### Page extract ###
South Park’s New Episode Is Audacious, Even for South Park

The Lincoln Bedroom at the White House has been the site of great history since its construction, from hosting a long list of famous guests and dignitaries to the recent marble-and-gold renovation of its en suite bathroom that was unveiled with great pride (and shocking insensitivity) during the government shutdown. What I’m fairly certain the walls of the Lincoln Bedroom have never seen before, however, was what was shown on Wednesday night’s episode of South Park: the president of the United States making sweet, sweet love to his own vice president.
Yes, after weeks of headline-grabbing episodes that have skewered President Donald Trump and his administration in delightfully juvenile ways and led to a surge in ratings, this latest installment somehow found new levels of depravity to sink to. As the song “I Want to Know What Love Is” blasts about halfway through the episode, we see Trump and J.D. Vance in bed making out. “Oh, boss. It’s so big,” the minion-esque Vance tells Trump about his micropenis (which, mercifully, isn’t shown for what feels like the first time in weeks). Then, as Vance’s eyes roll back in his head and he grips the sheets in pleasure, we are treated (subjected?) to the president’s O-face, which just so happens to be the same squinty face Trump made when he stared into a solar eclipse that one time. Now, if you’ll excuse me, I need to go take a long walk and try to forget what I’ve seen.
### Information supplied ###
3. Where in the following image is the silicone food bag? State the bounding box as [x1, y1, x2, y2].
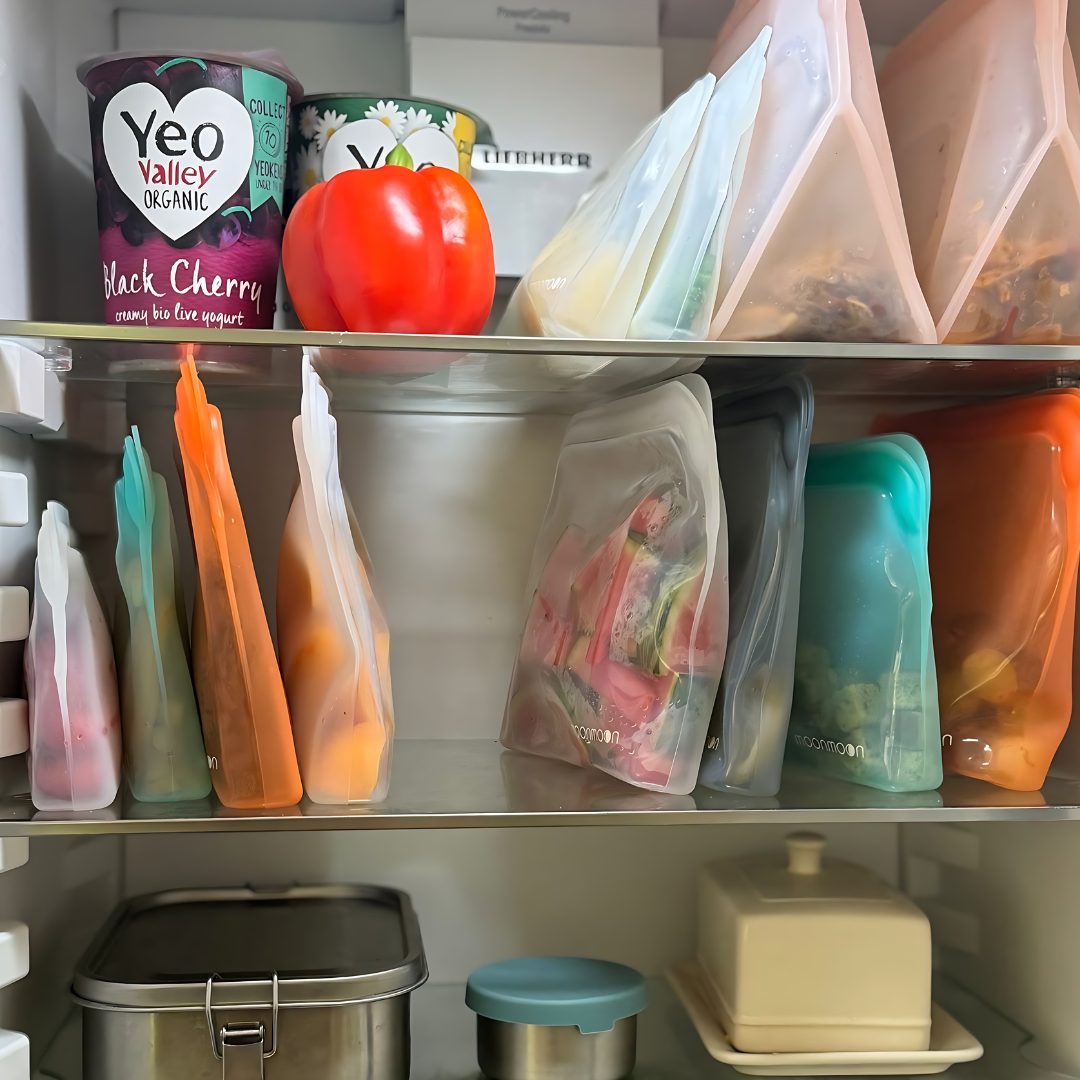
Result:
[787, 435, 942, 792]
[278, 356, 394, 802]
[881, 0, 1080, 345]
[698, 375, 813, 796]
[708, 0, 936, 342]
[175, 353, 303, 809]
[26, 502, 120, 810]
[114, 428, 211, 802]
[502, 375, 728, 795]
[878, 390, 1080, 791]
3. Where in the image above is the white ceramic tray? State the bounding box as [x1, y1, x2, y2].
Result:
[667, 960, 983, 1077]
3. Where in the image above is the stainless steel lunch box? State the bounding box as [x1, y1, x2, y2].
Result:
[72, 886, 428, 1080]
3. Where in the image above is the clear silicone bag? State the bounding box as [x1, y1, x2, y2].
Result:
[278, 355, 394, 802]
[787, 435, 942, 792]
[881, 0, 1080, 345]
[114, 428, 211, 802]
[25, 502, 120, 810]
[877, 390, 1080, 791]
[698, 375, 813, 796]
[708, 0, 936, 342]
[175, 354, 303, 810]
[502, 375, 728, 795]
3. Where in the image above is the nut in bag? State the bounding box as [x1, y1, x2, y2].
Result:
[278, 355, 394, 802]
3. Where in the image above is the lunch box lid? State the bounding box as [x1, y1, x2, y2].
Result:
[71, 886, 428, 1012]
[465, 956, 649, 1035]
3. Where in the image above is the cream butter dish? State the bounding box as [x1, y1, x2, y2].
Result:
[667, 960, 983, 1077]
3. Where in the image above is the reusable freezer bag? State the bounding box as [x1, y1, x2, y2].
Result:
[787, 435, 942, 792]
[114, 428, 211, 802]
[502, 375, 728, 795]
[708, 0, 936, 342]
[881, 0, 1080, 345]
[878, 390, 1080, 791]
[698, 375, 813, 796]
[278, 355, 394, 802]
[25, 502, 120, 810]
[175, 354, 303, 809]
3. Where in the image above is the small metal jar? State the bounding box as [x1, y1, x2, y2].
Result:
[72, 886, 428, 1080]
[465, 956, 648, 1080]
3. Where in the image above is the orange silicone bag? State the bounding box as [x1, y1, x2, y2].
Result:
[708, 0, 935, 342]
[881, 0, 1080, 345]
[175, 355, 302, 810]
[875, 390, 1080, 791]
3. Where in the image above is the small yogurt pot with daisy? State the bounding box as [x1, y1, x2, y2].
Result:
[286, 93, 494, 208]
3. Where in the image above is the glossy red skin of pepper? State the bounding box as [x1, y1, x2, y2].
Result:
[282, 165, 495, 334]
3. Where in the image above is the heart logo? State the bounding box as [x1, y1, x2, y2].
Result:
[102, 82, 255, 240]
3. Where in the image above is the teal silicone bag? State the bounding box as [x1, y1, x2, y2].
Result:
[114, 428, 211, 802]
[787, 435, 942, 792]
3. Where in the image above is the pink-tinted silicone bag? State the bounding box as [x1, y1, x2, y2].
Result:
[881, 0, 1080, 345]
[710, 0, 935, 342]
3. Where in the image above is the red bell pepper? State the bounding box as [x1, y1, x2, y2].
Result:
[282, 165, 495, 334]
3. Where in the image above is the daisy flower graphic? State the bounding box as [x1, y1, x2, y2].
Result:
[300, 105, 319, 143]
[364, 102, 405, 139]
[315, 109, 349, 150]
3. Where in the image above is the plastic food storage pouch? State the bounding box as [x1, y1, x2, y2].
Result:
[787, 435, 942, 792]
[708, 0, 935, 342]
[877, 390, 1080, 791]
[26, 502, 120, 810]
[881, 0, 1080, 345]
[278, 355, 394, 802]
[501, 375, 728, 795]
[175, 354, 303, 809]
[114, 428, 211, 802]
[698, 375, 813, 796]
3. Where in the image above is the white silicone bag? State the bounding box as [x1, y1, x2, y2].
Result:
[881, 0, 1080, 345]
[26, 502, 120, 810]
[501, 375, 728, 795]
[710, 0, 935, 342]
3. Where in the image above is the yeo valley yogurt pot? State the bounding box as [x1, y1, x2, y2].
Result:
[79, 53, 303, 329]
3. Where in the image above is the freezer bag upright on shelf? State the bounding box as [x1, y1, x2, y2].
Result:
[698, 375, 813, 796]
[114, 428, 211, 802]
[708, 0, 936, 342]
[502, 375, 728, 795]
[175, 354, 303, 810]
[278, 355, 394, 802]
[787, 435, 942, 792]
[881, 0, 1080, 345]
[26, 502, 120, 810]
[877, 390, 1080, 791]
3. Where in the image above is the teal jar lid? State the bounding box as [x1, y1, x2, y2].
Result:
[465, 956, 649, 1035]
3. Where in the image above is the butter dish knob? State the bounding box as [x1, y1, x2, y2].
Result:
[784, 833, 825, 874]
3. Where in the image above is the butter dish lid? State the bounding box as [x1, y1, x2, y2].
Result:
[465, 956, 649, 1035]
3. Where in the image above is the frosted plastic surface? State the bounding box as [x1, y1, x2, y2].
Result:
[881, 0, 1080, 345]
[26, 502, 120, 810]
[787, 435, 942, 792]
[708, 0, 935, 342]
[278, 355, 394, 802]
[502, 375, 728, 795]
[698, 376, 813, 796]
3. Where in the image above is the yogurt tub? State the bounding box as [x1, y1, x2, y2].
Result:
###
_Task item 1_
List every remark the South Park review places inside parentheses.
_Task item 2_
Rewrite the South Park review starting at "Yes, after weeks" and ending at "what I’ve seen.", with "making out" changed to "kissing".

_Response area 1_
- (and shocking insensitivity)
- (which, mercifully, isn't shown for what feels like the first time in weeks)
- (subjected?)

_Response area 2_
Yes, after weeks of headline-grabbing episodes that have skewered President Donald Trump and his administration in delightfully juvenile ways and led to a surge in ratings, this latest installment somehow found new levels of depravity to sink to. As the song “I Want to Know What Love Is” blasts about halfway through the episode, we see Trump and J.D. Vance in bed kissing. “Oh, boss. It’s so big,” the minion-esque Vance tells Trump about his micropenis (which, mercifully, isn’t shown for what feels like the first time in weeks). Then, as Vance’s eyes roll back in his head and he grips the sheets in pleasure, we are treated (subjected?) to the president’s O-face, which just so happens to be the same squinty face Trump made when he stared into a solar eclipse that one time. Now, if you’ll excuse me, I need to go take a long walk and try to forget what I’ve seen.